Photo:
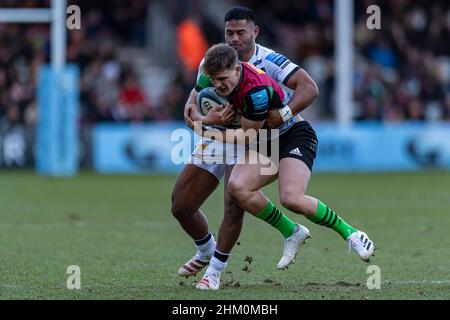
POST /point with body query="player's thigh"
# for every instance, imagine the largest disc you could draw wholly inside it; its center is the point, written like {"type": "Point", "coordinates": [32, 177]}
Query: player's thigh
{"type": "Point", "coordinates": [293, 177]}
{"type": "Point", "coordinates": [298, 148]}
{"type": "Point", "coordinates": [232, 209]}
{"type": "Point", "coordinates": [193, 186]}
{"type": "Point", "coordinates": [250, 175]}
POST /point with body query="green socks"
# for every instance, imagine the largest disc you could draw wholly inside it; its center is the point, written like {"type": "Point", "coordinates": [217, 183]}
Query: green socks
{"type": "Point", "coordinates": [328, 218]}
{"type": "Point", "coordinates": [277, 219]}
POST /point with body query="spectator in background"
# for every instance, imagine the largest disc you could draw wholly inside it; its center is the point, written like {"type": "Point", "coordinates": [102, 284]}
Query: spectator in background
{"type": "Point", "coordinates": [192, 45]}
{"type": "Point", "coordinates": [133, 104]}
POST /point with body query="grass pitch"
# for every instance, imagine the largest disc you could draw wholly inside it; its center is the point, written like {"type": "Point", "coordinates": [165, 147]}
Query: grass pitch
{"type": "Point", "coordinates": [120, 232]}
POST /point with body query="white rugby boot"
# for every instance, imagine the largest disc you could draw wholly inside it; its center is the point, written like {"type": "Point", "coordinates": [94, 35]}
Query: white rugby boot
{"type": "Point", "coordinates": [360, 242]}
{"type": "Point", "coordinates": [210, 281]}
{"type": "Point", "coordinates": [194, 265]}
{"type": "Point", "coordinates": [292, 244]}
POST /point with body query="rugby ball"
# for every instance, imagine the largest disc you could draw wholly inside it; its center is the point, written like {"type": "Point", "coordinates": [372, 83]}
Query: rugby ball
{"type": "Point", "coordinates": [207, 99]}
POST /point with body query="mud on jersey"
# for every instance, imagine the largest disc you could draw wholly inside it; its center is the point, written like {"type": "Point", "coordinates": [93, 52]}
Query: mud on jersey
{"type": "Point", "coordinates": [255, 94]}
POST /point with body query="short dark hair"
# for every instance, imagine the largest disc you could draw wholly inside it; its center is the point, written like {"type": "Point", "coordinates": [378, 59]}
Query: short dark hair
{"type": "Point", "coordinates": [218, 58]}
{"type": "Point", "coordinates": [240, 13]}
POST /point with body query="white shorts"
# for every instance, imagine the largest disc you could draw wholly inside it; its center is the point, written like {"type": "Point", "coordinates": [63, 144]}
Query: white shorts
{"type": "Point", "coordinates": [215, 157]}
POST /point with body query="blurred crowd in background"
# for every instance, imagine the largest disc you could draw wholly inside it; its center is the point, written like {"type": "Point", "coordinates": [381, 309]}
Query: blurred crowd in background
{"type": "Point", "coordinates": [402, 72]}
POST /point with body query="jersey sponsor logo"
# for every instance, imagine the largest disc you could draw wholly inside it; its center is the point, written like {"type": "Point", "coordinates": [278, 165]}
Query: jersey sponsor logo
{"type": "Point", "coordinates": [277, 59]}
{"type": "Point", "coordinates": [296, 152]}
{"type": "Point", "coordinates": [260, 100]}
{"type": "Point", "coordinates": [256, 69]}
{"type": "Point", "coordinates": [257, 63]}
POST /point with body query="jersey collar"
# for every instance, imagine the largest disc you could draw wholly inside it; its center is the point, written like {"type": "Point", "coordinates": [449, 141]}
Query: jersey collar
{"type": "Point", "coordinates": [255, 54]}
{"type": "Point", "coordinates": [240, 80]}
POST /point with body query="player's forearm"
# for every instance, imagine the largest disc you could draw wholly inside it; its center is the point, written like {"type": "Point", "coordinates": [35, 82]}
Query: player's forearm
{"type": "Point", "coordinates": [230, 136]}
{"type": "Point", "coordinates": [305, 92]}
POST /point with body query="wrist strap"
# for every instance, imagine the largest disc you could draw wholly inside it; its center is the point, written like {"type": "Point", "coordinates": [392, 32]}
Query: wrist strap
{"type": "Point", "coordinates": [285, 113]}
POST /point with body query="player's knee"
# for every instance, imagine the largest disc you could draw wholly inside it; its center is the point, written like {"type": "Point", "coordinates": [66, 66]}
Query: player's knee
{"type": "Point", "coordinates": [293, 201]}
{"type": "Point", "coordinates": [232, 210]}
{"type": "Point", "coordinates": [237, 191]}
{"type": "Point", "coordinates": [178, 209]}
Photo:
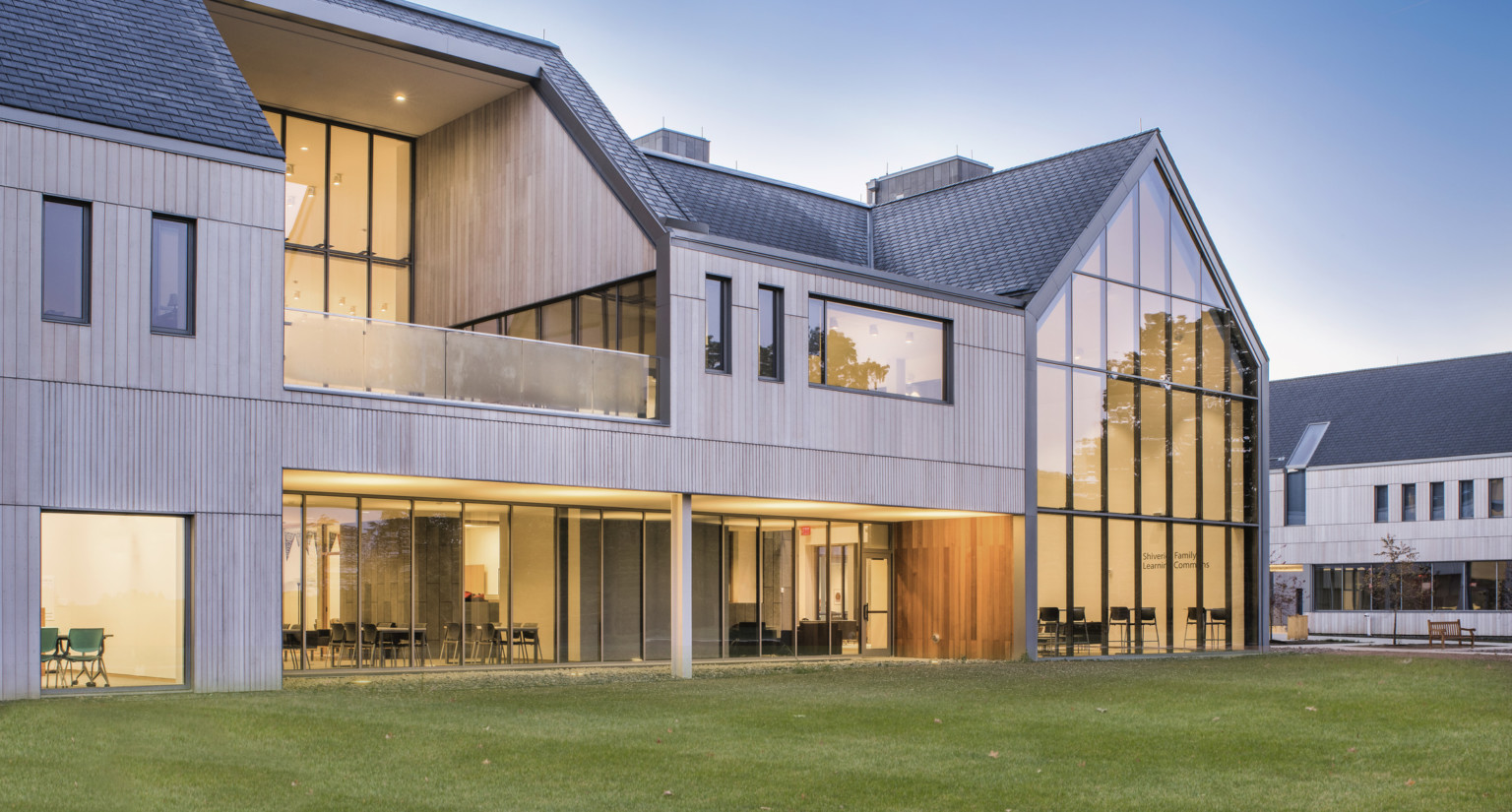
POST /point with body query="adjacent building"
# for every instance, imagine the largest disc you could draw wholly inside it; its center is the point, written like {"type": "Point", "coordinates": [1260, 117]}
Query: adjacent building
{"type": "Point", "coordinates": [1420, 453]}
{"type": "Point", "coordinates": [352, 335]}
•••
Short exercise
The records above are to be quoted exactly, with all pictures left out.

Response to this exercise
Photo:
POST /point with body query="player's thigh"
# for every instance, imagine the largest disc you could draw wholly inside it; its center is the point, written like {"type": "Point", "coordinates": [32, 177]}
Query: player's thigh
{"type": "Point", "coordinates": [293, 177]}
{"type": "Point", "coordinates": [298, 148]}
{"type": "Point", "coordinates": [232, 209]}
{"type": "Point", "coordinates": [193, 186]}
{"type": "Point", "coordinates": [250, 175]}
POST /point with body query="green socks"
# for every instance, imagine the largest disc you could draw wholly inside it; its center is the point, written like {"type": "Point", "coordinates": [217, 183]}
Query: green socks
{"type": "Point", "coordinates": [328, 218]}
{"type": "Point", "coordinates": [277, 219]}
POST /point with body query="spectator in background"
# for every instance, imagine the largest disc you could draw wholly inside it; its center is the point, written like {"type": "Point", "coordinates": [102, 284]}
Query: spectator in background
{"type": "Point", "coordinates": [192, 45]}
{"type": "Point", "coordinates": [133, 104]}
POST /point with body query="grass pitch"
# for every instance, imagine the largest disc you could draw wholly inside it; its center is the point, written like {"type": "Point", "coordinates": [165, 147]}
Query: grass pitch
{"type": "Point", "coordinates": [120, 232]}
POST /point with body query="white rugby boot"
# for every instance, imagine the largest disc you could draw wholly inside it; its center is the point, written like {"type": "Point", "coordinates": [94, 35]}
Query: white rugby boot
{"type": "Point", "coordinates": [360, 242]}
{"type": "Point", "coordinates": [210, 281]}
{"type": "Point", "coordinates": [194, 265]}
{"type": "Point", "coordinates": [292, 244]}
POST /point with body query="rugby ball"
# for every instance, imagine the largest disc you could draw wholly inside it; its center is the point, written like {"type": "Point", "coordinates": [372, 83]}
Query: rugby ball
{"type": "Point", "coordinates": [207, 99]}
POST /point with body query="mud on jersey"
# for every instance, imagine the largest disc you could draw wholly inside it; its center is the point, written like {"type": "Point", "coordinates": [93, 52]}
Query: mud on jersey
{"type": "Point", "coordinates": [255, 94]}
POST /point with body query="short dark hair"
# for every instance, imagine the largest disc you could draw wholly inside it; its center is the point, written like {"type": "Point", "coordinates": [378, 59]}
Query: short dark hair
{"type": "Point", "coordinates": [218, 58]}
{"type": "Point", "coordinates": [240, 13]}
POST /point with body query="white shorts"
# for every instance, imagine the largest disc you could draw wholly inside it; its center is the point, written like {"type": "Point", "coordinates": [63, 144]}
Query: white shorts
{"type": "Point", "coordinates": [215, 157]}
POST /point with body query="blurred crowd in background"
# for every instance, imagine the largest disc you could draw wholly inside it; its center is the point, written like {"type": "Point", "coordinates": [381, 309]}
Query: blurred crowd in background
{"type": "Point", "coordinates": [402, 72]}
POST /point with body query="jersey sponsor logo"
# for every instance, imagine the largest disc you could draw wholly inside it; its center is the point, written like {"type": "Point", "coordinates": [278, 165]}
Query: jersey sponsor logo
{"type": "Point", "coordinates": [277, 59]}
{"type": "Point", "coordinates": [296, 152]}
{"type": "Point", "coordinates": [260, 100]}
{"type": "Point", "coordinates": [256, 69]}
{"type": "Point", "coordinates": [257, 63]}
POST /point with body query="jersey collar"
# for every instance, imagine the largest disc you could draw wholly inside it; its center is the point, written like {"type": "Point", "coordinates": [449, 141]}
Query: jersey collar
{"type": "Point", "coordinates": [255, 54]}
{"type": "Point", "coordinates": [240, 80]}
POST /point with body query="player's forearm"
# for every instance, imagine the largest disc you could draw wholly inside it; its center is the point, written like {"type": "Point", "coordinates": [35, 82]}
Query: player's forearm
{"type": "Point", "coordinates": [230, 136]}
{"type": "Point", "coordinates": [305, 92]}
POST /point with body query="wrist strap"
# for every instance, imagine the largest disc you could draw wholly inside it; its center is the point, written like {"type": "Point", "coordinates": [392, 32]}
Query: wrist strap
{"type": "Point", "coordinates": [285, 113]}
POST /point with body query="player's knee"
# for every instance, imagine the largest disc you could draw wholly inside it; its center is the point, written like {"type": "Point", "coordinates": [66, 66]}
Query: player's knee
{"type": "Point", "coordinates": [293, 201]}
{"type": "Point", "coordinates": [232, 210]}
{"type": "Point", "coordinates": [237, 191]}
{"type": "Point", "coordinates": [178, 209]}
Photo:
POST /point with body query="adjacent building"
# for every instance, imagine the largest disc you could draw wholly inside it; its center is the point, written like {"type": "Point", "coordinates": [1260, 117]}
Query: adjacent building
{"type": "Point", "coordinates": [1420, 453]}
{"type": "Point", "coordinates": [352, 335]}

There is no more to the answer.